## START Given information

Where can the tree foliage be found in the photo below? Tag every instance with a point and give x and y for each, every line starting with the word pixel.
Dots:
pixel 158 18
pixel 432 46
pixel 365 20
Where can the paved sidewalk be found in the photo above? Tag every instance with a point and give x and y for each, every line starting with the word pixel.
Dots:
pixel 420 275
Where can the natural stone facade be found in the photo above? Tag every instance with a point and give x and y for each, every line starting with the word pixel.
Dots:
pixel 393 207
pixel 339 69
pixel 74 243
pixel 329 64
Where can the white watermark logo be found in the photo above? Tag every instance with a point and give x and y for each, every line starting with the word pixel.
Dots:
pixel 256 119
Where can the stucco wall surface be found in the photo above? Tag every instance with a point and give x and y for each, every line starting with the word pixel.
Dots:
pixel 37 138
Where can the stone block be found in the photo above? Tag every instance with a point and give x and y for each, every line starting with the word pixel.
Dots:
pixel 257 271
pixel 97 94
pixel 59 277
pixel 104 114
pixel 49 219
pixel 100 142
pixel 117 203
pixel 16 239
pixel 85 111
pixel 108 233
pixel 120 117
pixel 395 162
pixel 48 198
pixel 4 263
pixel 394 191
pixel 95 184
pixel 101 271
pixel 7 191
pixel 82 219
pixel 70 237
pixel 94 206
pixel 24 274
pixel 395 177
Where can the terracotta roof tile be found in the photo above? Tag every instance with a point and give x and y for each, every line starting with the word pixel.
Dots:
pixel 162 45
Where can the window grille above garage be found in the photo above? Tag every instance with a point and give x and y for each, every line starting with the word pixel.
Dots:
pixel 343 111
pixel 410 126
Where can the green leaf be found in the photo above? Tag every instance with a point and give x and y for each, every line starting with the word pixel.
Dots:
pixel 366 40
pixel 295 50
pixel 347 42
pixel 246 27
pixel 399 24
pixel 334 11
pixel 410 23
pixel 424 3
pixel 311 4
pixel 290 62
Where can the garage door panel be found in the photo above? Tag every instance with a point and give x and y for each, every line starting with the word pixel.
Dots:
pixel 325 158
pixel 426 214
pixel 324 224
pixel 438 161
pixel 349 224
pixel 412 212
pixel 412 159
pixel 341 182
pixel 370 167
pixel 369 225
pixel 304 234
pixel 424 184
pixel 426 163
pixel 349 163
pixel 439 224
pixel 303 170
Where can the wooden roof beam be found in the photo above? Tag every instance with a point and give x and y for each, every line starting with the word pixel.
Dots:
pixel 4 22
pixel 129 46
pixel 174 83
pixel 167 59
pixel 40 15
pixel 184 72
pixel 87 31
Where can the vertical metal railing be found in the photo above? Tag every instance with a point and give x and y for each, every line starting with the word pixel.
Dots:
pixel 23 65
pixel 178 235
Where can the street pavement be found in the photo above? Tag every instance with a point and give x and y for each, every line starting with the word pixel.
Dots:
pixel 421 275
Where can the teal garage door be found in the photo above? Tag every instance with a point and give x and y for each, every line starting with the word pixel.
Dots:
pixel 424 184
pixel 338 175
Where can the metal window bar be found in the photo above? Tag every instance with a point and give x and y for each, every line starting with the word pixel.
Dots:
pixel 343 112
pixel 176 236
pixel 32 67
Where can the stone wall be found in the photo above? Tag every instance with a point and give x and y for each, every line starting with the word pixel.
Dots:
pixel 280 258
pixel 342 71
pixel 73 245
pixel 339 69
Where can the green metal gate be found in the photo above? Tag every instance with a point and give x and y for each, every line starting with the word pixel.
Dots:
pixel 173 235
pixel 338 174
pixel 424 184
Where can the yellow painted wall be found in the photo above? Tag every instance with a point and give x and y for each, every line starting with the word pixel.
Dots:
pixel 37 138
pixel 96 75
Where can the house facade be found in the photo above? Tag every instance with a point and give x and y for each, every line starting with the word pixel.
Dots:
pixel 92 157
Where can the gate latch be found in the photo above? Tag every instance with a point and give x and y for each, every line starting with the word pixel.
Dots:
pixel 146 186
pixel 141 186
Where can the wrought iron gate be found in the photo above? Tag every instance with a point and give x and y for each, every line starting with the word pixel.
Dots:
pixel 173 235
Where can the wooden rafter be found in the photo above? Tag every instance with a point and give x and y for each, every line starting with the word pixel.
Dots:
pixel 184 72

## END Given information
## START Given information

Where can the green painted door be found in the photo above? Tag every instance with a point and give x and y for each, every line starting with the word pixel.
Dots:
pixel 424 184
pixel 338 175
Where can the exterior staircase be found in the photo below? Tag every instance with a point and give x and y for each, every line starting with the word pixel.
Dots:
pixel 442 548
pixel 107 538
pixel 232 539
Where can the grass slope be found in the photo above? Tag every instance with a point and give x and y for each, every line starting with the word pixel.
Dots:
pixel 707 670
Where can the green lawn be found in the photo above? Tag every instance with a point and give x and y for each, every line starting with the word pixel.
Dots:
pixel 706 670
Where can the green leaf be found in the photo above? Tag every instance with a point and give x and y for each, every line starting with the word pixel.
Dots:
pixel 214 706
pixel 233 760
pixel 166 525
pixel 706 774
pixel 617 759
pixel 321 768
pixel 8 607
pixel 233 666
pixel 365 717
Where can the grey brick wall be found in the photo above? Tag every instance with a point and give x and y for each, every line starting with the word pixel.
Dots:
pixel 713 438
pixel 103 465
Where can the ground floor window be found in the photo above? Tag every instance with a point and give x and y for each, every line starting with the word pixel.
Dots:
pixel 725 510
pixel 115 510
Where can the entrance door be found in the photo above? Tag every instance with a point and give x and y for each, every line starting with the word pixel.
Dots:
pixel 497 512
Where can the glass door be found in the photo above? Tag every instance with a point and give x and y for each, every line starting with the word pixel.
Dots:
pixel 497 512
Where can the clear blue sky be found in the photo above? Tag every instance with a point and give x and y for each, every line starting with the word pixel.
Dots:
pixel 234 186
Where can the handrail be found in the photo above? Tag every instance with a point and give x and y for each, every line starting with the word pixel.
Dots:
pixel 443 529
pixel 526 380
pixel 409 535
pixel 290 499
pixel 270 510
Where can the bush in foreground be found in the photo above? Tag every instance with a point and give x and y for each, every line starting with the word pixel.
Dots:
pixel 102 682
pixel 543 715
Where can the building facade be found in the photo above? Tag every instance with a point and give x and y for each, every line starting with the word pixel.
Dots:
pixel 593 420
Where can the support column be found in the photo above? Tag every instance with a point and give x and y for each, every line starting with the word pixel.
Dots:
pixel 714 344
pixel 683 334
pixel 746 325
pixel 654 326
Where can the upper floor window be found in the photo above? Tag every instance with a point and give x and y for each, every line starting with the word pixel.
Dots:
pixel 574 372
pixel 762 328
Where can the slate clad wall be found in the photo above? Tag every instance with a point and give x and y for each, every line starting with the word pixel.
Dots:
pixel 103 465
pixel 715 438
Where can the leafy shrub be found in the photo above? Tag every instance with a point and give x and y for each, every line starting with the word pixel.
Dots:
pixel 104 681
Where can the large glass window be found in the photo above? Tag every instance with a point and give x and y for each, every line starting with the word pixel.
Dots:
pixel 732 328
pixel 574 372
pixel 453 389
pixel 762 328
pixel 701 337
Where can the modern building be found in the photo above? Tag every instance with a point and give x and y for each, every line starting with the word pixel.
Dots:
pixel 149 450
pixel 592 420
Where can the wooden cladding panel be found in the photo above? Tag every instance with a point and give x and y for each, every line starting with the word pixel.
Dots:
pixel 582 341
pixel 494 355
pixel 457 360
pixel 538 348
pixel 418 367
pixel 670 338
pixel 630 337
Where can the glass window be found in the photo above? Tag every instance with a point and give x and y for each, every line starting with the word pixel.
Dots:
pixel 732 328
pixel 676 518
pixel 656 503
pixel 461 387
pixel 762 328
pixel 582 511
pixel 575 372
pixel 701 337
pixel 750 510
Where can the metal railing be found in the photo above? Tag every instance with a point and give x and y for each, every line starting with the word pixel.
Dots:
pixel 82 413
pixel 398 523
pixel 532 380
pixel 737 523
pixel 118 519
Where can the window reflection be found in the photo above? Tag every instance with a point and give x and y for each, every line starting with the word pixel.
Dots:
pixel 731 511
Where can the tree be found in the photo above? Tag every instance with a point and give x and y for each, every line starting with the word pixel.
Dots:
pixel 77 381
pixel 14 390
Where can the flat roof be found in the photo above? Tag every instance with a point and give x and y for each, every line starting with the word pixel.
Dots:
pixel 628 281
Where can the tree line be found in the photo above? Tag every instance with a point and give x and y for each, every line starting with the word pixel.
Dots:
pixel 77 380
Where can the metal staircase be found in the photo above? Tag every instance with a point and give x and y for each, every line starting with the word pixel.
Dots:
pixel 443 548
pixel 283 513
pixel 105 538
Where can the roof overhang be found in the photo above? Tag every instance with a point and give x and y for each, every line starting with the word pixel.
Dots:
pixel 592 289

## END Given information
## START Given information

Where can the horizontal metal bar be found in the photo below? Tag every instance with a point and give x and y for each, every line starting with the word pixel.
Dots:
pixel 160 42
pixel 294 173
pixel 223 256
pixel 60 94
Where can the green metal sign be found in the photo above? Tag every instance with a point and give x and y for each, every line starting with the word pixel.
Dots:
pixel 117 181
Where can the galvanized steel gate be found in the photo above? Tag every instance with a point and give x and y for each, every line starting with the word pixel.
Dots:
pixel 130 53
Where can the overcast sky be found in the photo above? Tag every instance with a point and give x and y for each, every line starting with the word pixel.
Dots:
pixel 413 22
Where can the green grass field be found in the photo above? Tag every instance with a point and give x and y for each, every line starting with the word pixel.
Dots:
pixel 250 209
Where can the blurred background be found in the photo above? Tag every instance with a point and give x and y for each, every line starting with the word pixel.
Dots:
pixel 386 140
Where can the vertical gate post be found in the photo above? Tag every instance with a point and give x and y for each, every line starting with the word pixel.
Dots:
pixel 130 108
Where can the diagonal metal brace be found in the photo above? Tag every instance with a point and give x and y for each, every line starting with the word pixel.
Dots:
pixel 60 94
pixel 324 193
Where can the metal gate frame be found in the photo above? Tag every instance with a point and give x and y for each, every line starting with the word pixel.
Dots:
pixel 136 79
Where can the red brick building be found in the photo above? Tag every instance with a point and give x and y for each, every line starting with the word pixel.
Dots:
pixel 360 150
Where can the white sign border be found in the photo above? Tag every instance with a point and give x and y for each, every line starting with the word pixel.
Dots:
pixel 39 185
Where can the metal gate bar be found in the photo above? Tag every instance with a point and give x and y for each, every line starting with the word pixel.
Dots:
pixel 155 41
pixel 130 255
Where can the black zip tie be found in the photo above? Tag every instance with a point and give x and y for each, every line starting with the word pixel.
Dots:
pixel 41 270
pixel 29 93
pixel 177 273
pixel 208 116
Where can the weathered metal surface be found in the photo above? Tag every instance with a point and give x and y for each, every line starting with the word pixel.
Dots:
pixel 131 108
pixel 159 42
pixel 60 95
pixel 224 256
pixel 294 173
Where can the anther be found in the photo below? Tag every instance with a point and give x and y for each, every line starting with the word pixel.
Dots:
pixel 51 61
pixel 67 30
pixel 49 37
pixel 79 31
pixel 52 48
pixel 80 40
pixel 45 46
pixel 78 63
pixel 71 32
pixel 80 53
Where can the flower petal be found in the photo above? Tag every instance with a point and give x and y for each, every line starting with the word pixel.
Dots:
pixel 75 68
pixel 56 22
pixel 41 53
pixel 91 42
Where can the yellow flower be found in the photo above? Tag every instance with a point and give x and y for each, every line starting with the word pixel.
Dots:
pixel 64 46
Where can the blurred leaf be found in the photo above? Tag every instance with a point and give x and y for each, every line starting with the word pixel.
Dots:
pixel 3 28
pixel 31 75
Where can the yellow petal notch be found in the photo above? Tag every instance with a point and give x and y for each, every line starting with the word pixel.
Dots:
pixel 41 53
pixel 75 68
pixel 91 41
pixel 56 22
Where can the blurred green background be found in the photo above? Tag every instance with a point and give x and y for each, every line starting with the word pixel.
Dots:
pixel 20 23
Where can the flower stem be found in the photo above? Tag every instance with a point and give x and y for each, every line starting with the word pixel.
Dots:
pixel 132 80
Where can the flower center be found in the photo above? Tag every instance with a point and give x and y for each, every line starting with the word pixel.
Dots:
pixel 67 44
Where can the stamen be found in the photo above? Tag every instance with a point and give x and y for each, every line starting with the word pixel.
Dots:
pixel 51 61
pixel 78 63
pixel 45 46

## END Given information

◆ Task instructions:
Convert the lines above, from the one containing "Where can the tree foliage" through the one containing "pixel 290 62", inclusive, into a numbered list, leaving out any blank lines.

◆ Answer to the exercise:
1. Where can the tree foliage be found in the photo below? Tag every instance with a point and give x and y for each, every line starting with the word pixel.
2. Dots:
3. pixel 158 18
4. pixel 432 46
5. pixel 365 20
6. Where can the paved sidewalk be found in the photo above? Tag every instance with a point and give x and y for each, every line starting with the word pixel.
7. Dots:
8. pixel 420 275
9. Where can the natural stone facade be found in the photo above? Tag every instance with a point and give x and y for each, every line starting with the word pixel.
10. Dots:
11. pixel 393 207
12. pixel 339 69
13. pixel 74 243
14. pixel 329 64
15. Where can the white watermark logo be found in the photo above? Tag every instance with a point and give x and y for each, every line starting with the word pixel.
16. Dots:
17. pixel 256 119
18. Where can the stucco wall surface be found in the photo above? Tag every instance with a point and give x and y for each, every line starting with the word pixel.
19. Dots:
20. pixel 37 138
21. Where can the stone block be found in the photo above? Tag every instance with a point and give x and y for each, every line starting with the word pixel.
22. Dots:
23. pixel 257 271
24. pixel 97 94
25. pixel 59 277
26. pixel 104 114
27. pixel 49 219
28. pixel 100 142
29. pixel 117 203
30. pixel 16 239
31. pixel 85 111
32. pixel 108 233
33. pixel 120 117
34. pixel 395 162
35. pixel 48 198
36. pixel 4 263
37. pixel 394 191
38. pixel 95 184
39. pixel 101 271
40. pixel 7 191
41. pixel 82 219
42. pixel 70 237
43. pixel 94 206
44. pixel 24 274
45. pixel 395 177
46. Where can the terracotta roof tile be found in the photo above? Tag every instance with a point and give x and y for each, every line starting with the word pixel.
47. Dots:
48. pixel 162 45
49. Where can the window grille above garage be found in the photo above? Tag every instance with a point and give x and y for each, every line starting with the word pixel.
50. Dots:
51. pixel 343 111
52. pixel 410 126
53. Where can the green leaf be found in the photo above? Tag every instance with a point and give x and y for each, every line starting with the word pixel.
54. Dots:
55. pixel 366 40
56. pixel 295 50
57. pixel 347 42
58. pixel 246 27
59. pixel 399 24
60. pixel 334 11
61. pixel 410 23
62. pixel 424 3
63. pixel 311 4
64. pixel 290 62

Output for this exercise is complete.